Study Guide
Final Exam
PHIL 002, Section 7
Spring, 2004
You should know how to
- Analyze an argument:
- identify the issue
- identify the conclusion
- identify the premises
that
support the conclusion
- identify a main premise
- form an enthymeme with
the
conclusion
- rephrase the enthymeme
into the from A --> B because A --> C
- find the implied
premise: All things/people that --> C --> B
- form a syllogism from
the two premises and conclusion
- Evaluate that syllogism
according to the 4 criteria:
- is each premise a
reliable claim?
- is each premise
relevant to the conclusion?
- are the two premises
together adequate to come to the conclusion?
- is the syllogism
valid? (translate
claims and syllogisms into standard form and test them for validity,
using
the Rules Method for Validity.)

**Description of the task:**
According to the study guide, which method is used to test a syllogism for validity?

**Data entries:**

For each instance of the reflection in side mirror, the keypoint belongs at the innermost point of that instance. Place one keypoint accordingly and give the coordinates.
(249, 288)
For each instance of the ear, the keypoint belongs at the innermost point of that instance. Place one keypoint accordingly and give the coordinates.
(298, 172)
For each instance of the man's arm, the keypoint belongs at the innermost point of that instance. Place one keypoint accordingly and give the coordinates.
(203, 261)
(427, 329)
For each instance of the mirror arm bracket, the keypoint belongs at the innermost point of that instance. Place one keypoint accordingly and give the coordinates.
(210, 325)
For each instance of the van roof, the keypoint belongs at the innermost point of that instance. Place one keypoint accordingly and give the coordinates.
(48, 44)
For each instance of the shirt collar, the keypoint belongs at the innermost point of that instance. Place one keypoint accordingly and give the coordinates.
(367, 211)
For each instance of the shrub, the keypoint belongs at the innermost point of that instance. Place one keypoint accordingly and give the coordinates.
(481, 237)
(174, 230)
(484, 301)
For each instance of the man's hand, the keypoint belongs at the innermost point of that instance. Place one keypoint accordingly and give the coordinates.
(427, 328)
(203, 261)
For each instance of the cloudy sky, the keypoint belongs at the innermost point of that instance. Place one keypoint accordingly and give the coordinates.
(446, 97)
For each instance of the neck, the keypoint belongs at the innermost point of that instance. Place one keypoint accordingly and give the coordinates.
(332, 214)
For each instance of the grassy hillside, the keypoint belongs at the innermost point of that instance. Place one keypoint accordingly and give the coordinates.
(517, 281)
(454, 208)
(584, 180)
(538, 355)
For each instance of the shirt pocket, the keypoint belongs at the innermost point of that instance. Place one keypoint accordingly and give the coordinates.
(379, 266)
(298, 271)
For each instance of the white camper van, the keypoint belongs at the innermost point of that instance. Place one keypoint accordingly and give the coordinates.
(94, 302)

**Task result:**
The Rules Method for Validity.